Objective: From the records below, keep only the lines that contain the string "boxes" and copy each of them unchanged.
-- START Data in this exercise --
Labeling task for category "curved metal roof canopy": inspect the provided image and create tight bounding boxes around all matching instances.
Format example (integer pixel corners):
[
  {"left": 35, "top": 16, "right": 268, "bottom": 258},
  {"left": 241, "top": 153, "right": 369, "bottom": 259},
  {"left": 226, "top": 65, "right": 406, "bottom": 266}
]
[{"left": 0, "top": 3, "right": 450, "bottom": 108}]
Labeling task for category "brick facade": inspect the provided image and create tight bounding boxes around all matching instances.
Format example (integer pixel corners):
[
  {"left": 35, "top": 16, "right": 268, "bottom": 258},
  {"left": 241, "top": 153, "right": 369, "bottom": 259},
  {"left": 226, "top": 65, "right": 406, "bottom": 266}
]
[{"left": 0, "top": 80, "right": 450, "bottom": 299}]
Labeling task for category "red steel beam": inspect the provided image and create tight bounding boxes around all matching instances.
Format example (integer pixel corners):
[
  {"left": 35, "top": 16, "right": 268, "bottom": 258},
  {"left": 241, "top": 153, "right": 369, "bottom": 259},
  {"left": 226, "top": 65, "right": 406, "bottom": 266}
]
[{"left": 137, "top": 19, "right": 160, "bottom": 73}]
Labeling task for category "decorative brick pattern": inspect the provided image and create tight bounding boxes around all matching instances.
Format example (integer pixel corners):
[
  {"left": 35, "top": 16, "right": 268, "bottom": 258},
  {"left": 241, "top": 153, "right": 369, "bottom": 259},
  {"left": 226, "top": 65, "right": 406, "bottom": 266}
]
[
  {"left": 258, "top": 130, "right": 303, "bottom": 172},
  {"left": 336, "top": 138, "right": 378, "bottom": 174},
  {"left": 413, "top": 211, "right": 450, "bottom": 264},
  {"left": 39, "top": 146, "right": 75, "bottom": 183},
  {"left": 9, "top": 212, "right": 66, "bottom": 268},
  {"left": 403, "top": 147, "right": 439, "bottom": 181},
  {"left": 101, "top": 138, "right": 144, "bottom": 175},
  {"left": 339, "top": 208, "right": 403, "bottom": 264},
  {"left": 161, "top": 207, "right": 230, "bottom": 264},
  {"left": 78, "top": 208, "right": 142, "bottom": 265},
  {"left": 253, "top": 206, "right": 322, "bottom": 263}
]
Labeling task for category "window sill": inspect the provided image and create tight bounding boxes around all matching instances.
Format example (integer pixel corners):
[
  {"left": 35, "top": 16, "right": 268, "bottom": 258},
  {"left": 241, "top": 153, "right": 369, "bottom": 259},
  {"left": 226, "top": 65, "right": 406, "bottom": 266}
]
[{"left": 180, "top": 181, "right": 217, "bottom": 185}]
-- END Data in this exercise --
Exercise output:
Labeling task for category "curved metal roof canopy": inspect the provided image and create tight bounding boxes around all matching instances.
Labeling task for category "brick facade": inspect the provided image and create tight bounding boxes around all matching instances.
Labeling task for category "red steel beam": inspect the provided image and create tight bounding boxes around all matching instances.
Labeling task for category "decorative brick pattern": inspect the provided image and create tight bounding boxes around all matching instances.
Labeling task for category "window sill": inspect the provided image and create tight bounding boxes around all matching instances.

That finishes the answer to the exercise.